- Task goal
Retype all of the entries exactly as they appear.

- Input
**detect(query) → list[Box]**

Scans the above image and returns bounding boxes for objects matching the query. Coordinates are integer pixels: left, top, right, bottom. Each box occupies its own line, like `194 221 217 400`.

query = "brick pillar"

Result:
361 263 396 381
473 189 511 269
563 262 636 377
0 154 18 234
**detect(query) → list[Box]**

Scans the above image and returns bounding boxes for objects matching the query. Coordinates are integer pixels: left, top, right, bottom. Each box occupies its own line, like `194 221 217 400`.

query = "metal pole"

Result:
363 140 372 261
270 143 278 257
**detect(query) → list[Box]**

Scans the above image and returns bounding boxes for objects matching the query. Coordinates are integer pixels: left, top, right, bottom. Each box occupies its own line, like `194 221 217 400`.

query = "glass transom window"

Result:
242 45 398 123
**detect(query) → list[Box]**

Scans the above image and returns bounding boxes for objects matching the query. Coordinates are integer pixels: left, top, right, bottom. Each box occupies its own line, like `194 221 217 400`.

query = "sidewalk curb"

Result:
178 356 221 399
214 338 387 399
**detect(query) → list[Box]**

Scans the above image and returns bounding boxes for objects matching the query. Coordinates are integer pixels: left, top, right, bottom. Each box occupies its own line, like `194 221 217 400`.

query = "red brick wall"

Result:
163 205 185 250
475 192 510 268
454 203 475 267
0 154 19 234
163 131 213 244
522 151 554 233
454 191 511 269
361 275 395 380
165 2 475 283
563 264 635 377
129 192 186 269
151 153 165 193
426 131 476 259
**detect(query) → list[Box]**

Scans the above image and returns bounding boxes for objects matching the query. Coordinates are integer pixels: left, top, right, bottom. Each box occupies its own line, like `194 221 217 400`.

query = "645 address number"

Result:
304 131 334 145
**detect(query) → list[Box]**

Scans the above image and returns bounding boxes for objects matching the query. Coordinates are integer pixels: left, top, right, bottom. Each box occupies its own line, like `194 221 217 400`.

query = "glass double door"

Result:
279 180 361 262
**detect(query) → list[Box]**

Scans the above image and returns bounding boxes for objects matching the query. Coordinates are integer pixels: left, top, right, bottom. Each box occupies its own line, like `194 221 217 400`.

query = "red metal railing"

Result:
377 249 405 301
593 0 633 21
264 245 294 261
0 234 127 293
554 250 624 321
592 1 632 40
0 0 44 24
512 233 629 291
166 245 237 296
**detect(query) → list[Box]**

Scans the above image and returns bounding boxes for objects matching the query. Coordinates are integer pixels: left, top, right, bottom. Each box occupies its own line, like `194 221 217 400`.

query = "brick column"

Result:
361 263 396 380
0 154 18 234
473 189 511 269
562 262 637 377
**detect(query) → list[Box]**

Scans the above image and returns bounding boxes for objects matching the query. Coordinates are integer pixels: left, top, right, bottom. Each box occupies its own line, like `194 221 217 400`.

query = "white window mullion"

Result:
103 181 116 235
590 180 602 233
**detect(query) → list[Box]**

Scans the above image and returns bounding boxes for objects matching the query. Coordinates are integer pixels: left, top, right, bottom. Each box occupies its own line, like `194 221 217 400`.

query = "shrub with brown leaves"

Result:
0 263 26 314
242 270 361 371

- Task response
**detect(query) → list[Box]**

Scans the above image and returns bounding boxes for objects matching the query. Coordinates are integer pixels: left, top, right, bottom. Each box occupies its own line, like `194 221 217 400`.

query = "brick pillar"

Result:
361 263 396 381
473 189 511 269
563 262 636 377
0 154 18 234
**detect(query) → list[Box]**

Scans the above image and returns bounding boxes for objects matching the query. Coordinates are integer pixels: left, top, right, bottom. Each box occupies its own line, like `194 221 217 400`.

query = "metal pole"

Result:
363 140 372 261
270 143 278 257
**detect(query) → list[Box]**

Scans the above image and returns bounding boxes for objects matching the query. Coordinates are integer pixels: left, top, right, bottom. Each box occupies its own line, like `194 221 217 400`.

query = "glass transom window"

Result:
242 45 398 123
**detect(query) → list[Box]**

Scans the above image and returns bounding boxes for objects matching the query. Coordinates are integer pixels: left, top, right, bottom. Each box occupies its own line, like `194 221 217 400`.

query = "sidewalk curb"

Result:
178 356 221 399
214 338 387 399
**detect(query) → list[Box]**

Scans the above image and returns bounding boxes for objects matching the query. Coordinates are integer pixels: left, top, right, bottom. Each box occupies its own line, like `194 221 217 400`.

query = "red brick wall"

Result:
163 205 185 250
475 192 510 268
454 203 475 267
0 154 19 234
163 131 213 244
522 151 554 233
454 191 511 269
361 275 395 380
165 2 475 283
563 264 635 377
129 192 186 269
151 153 165 193
426 131 476 259
**detect(query) → list[Box]**

Scans the above image and returns bounding boxes for objects matching the query. Coordinates are integer pixels: left, top, right, bottom. Each box occupies its own line, like `194 221 217 400`.

query = "645 address number"

Result:
304 131 334 145
**detect(query) → list[Box]**

Scans the above image and returns bounding boxes for objects matching the query. Coordinates are integer pixels: left, top, right, bottom. Each box occupies its own line, like `194 221 217 400`.

query = "glass double door"

Result:
279 180 361 262
**detect(query) → list[Box]**

Scans the above image and returns bounding boxes for objects matching the query. Coordinates are integer pixels: left, top, right, bottom. Each box occupies its own line, like `194 221 217 400`.

query = "red metal railing"

Result:
377 249 405 301
593 0 633 21
264 245 294 261
0 234 127 293
554 250 624 321
592 1 632 40
0 0 44 24
512 233 629 291
166 245 237 296
**detect(query) → list[Box]**

Scans the above image and returns bounding boxes for objects matching the query. Coordinates are integer pixels: left, top, right, bottom. Each box occupies its own line, like `194 221 217 400`.

query = "brick column"

Result:
361 263 396 380
0 154 18 234
473 189 511 269
562 262 637 377
**detect(query) → list[Box]**

Scans the above image and returns bounding boxes for objects matching the query. Coordinates are integer pixels: left, top, right, bottom. Each box occupies its own line, like `194 221 217 400`.

query = "white window mullion"

Result:
103 181 116 235
590 180 602 233
**detect(query) → list[Box]**

Scans the above image and returns bounding boxes for objects matching the query. Coordinates are integer pixels: left, top, right, bottom. Each box occupies its own line, like `194 221 217 400`.

query = "shrub with brown leaves"

Result:
0 263 26 314
242 270 361 371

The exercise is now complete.